§ TASK:
Using the line that has "Query: nose" as the starting point, print each line to the end of the material below word for word. Add no other lines.

= Beginning of Section =

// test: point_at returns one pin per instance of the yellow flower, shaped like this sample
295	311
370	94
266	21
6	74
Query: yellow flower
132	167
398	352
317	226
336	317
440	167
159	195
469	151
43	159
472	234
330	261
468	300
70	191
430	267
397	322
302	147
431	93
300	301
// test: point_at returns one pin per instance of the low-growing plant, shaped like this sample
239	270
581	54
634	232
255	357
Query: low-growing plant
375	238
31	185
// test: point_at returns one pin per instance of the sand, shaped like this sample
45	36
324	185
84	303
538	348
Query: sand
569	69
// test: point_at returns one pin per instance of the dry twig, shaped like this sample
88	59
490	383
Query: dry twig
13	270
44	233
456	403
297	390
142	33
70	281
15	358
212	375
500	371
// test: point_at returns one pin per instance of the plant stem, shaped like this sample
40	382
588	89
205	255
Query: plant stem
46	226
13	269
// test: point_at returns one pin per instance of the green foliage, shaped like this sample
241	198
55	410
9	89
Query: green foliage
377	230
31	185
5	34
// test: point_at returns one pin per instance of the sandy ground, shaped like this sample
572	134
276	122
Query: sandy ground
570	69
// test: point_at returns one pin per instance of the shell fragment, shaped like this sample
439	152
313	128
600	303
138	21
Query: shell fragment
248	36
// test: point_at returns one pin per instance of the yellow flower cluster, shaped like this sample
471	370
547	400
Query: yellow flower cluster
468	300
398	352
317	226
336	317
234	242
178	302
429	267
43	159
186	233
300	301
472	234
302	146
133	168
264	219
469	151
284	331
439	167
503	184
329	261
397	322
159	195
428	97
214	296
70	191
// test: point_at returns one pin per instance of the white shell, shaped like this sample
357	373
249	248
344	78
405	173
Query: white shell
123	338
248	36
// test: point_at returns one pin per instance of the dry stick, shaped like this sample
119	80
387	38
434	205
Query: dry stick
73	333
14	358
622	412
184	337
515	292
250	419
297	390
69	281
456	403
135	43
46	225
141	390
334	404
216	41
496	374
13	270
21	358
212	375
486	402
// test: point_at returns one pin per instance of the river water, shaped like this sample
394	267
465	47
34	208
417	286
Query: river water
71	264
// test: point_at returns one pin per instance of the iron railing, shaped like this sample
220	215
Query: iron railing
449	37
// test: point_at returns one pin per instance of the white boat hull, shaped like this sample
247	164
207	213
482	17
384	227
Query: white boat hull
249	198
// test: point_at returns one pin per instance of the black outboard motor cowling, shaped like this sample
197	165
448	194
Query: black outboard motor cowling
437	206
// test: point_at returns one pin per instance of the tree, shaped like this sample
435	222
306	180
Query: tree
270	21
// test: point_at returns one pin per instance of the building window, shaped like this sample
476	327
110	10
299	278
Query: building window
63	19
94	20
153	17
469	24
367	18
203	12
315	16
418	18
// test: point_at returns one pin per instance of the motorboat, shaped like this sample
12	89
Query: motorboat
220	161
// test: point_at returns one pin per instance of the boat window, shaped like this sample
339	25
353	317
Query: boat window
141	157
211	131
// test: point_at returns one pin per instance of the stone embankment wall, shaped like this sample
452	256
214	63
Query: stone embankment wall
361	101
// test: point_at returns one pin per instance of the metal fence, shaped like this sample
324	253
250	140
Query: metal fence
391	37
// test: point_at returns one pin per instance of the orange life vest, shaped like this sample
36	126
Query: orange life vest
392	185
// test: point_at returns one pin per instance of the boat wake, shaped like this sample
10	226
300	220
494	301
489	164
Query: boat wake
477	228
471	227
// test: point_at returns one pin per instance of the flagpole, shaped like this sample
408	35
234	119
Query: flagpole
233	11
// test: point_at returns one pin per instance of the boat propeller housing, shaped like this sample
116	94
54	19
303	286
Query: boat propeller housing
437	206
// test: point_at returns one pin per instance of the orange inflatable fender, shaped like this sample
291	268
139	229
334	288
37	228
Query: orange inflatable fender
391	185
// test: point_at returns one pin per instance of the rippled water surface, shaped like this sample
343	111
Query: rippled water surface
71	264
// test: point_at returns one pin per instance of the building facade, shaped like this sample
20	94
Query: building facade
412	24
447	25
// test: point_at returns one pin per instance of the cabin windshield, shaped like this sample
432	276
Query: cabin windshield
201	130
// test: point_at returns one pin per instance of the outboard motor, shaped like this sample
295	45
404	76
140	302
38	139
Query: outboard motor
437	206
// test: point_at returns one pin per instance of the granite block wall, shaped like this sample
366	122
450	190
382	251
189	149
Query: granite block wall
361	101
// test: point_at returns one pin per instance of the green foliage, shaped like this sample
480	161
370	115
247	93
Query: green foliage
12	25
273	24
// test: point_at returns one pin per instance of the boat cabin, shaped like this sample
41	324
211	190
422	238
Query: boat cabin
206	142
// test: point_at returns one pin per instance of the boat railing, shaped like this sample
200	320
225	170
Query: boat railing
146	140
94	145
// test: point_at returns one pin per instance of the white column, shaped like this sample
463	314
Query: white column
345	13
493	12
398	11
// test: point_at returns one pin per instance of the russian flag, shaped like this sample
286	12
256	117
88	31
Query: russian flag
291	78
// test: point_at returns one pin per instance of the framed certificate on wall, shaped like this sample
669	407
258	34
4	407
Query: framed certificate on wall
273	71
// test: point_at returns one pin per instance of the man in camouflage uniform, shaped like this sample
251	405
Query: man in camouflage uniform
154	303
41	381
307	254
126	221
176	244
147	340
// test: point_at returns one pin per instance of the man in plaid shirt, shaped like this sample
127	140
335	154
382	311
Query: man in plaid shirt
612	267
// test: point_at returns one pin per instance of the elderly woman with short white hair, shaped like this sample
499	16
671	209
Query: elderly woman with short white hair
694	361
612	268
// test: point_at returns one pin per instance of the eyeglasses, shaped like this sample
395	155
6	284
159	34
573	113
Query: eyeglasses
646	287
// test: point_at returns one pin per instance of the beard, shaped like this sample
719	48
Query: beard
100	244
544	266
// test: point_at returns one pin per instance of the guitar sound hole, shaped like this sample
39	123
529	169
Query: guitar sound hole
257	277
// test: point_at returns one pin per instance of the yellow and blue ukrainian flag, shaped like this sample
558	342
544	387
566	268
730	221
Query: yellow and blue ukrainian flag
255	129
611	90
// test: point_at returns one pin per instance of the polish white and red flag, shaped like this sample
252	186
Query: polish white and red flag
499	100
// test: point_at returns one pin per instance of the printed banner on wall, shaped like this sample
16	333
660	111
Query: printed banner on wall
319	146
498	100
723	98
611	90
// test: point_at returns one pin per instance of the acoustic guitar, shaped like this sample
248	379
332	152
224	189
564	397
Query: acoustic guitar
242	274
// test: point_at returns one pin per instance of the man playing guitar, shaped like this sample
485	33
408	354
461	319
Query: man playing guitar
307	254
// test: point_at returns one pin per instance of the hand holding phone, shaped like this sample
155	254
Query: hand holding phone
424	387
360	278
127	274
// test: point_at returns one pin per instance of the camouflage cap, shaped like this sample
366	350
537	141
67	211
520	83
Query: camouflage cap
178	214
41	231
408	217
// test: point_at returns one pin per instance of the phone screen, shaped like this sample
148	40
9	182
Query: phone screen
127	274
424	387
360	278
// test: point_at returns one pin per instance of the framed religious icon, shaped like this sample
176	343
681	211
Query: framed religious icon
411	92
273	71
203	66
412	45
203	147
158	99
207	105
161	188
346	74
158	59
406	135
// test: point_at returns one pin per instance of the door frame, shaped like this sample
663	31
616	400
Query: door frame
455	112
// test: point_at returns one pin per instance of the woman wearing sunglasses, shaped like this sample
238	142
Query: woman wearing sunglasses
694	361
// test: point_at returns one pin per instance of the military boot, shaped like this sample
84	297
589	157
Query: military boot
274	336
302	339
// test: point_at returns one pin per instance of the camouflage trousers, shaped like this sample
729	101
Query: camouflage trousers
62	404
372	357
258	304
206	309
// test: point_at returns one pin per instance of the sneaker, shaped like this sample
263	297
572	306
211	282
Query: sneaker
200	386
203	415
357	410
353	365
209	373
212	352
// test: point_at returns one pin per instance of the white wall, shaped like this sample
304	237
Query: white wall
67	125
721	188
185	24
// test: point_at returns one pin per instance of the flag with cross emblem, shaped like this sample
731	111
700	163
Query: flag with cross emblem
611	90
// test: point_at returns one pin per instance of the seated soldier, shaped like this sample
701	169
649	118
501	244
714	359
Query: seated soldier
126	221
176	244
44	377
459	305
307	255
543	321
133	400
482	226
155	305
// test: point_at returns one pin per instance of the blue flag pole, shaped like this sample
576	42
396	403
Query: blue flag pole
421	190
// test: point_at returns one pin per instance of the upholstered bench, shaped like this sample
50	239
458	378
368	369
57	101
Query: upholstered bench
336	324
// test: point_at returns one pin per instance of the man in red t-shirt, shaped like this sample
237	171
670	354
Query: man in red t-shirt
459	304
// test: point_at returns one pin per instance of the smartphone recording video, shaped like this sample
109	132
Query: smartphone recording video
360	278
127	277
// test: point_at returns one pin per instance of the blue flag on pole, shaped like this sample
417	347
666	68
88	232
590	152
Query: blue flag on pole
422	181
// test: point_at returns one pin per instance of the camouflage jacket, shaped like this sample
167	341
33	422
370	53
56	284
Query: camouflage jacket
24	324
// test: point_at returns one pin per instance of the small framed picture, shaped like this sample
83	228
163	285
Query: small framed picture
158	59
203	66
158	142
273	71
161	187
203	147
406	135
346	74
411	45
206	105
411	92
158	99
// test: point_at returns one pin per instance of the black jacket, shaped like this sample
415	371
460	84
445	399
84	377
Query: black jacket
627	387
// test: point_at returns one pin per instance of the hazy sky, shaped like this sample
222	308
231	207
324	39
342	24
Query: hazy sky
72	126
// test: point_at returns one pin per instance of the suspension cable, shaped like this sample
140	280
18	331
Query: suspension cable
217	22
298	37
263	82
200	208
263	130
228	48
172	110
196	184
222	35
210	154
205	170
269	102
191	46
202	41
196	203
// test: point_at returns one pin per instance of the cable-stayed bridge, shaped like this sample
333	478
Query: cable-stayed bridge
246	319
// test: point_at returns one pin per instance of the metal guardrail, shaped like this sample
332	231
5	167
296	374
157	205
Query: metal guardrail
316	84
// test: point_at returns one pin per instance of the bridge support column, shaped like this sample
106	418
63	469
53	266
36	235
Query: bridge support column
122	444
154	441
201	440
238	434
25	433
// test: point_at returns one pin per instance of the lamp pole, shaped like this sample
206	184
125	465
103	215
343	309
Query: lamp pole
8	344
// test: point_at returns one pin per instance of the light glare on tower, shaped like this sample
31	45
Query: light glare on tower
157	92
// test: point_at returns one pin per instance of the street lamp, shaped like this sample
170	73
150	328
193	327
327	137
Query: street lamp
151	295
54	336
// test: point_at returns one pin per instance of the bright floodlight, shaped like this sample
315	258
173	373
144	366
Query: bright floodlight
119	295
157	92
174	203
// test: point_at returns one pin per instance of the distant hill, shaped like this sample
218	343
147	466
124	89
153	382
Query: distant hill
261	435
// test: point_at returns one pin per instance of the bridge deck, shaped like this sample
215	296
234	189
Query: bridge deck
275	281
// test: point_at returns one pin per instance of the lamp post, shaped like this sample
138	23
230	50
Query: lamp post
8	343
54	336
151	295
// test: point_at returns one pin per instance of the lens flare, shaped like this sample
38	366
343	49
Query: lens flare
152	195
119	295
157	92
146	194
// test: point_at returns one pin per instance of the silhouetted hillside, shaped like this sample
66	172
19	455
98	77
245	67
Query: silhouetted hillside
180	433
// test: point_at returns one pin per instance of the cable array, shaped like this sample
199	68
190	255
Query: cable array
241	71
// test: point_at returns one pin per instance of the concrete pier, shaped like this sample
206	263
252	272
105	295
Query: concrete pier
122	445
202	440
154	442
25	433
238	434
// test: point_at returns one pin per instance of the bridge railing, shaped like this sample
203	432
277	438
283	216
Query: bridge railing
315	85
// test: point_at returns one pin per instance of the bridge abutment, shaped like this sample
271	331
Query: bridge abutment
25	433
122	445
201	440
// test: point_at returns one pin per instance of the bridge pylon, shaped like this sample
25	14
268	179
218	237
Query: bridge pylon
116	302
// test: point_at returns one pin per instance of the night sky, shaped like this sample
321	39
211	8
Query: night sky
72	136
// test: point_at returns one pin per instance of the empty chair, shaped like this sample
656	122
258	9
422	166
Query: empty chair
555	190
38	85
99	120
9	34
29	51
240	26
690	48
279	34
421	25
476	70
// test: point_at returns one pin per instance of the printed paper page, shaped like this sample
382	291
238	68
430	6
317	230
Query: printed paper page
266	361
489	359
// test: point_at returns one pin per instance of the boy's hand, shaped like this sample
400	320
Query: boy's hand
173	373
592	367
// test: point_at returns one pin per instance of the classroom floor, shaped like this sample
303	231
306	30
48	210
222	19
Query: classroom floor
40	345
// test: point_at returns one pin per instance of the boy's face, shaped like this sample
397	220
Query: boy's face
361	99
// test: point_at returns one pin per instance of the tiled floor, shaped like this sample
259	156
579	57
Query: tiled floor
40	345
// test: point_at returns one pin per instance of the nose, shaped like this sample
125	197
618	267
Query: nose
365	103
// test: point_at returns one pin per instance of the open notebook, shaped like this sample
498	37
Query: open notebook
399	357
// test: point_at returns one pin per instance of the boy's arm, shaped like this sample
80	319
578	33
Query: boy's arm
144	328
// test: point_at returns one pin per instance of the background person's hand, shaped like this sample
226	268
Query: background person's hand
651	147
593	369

= End of Section =

§ REPLY TO THE EXERCISE:
Query: nose
365	103
// test: point_at returns one pin per instance of the open notebook, shaped like this sample
498	37
Query: open notebook
399	357
// test: point_at returns one pin per instance of the boy's arm, shaped like this sample
80	319
578	33
Query: boy's arm
144	328
// test: point_at returns one pin per instance of the background person's hand, shaped like this sample
226	268
Query: background person's hand
651	147
593	369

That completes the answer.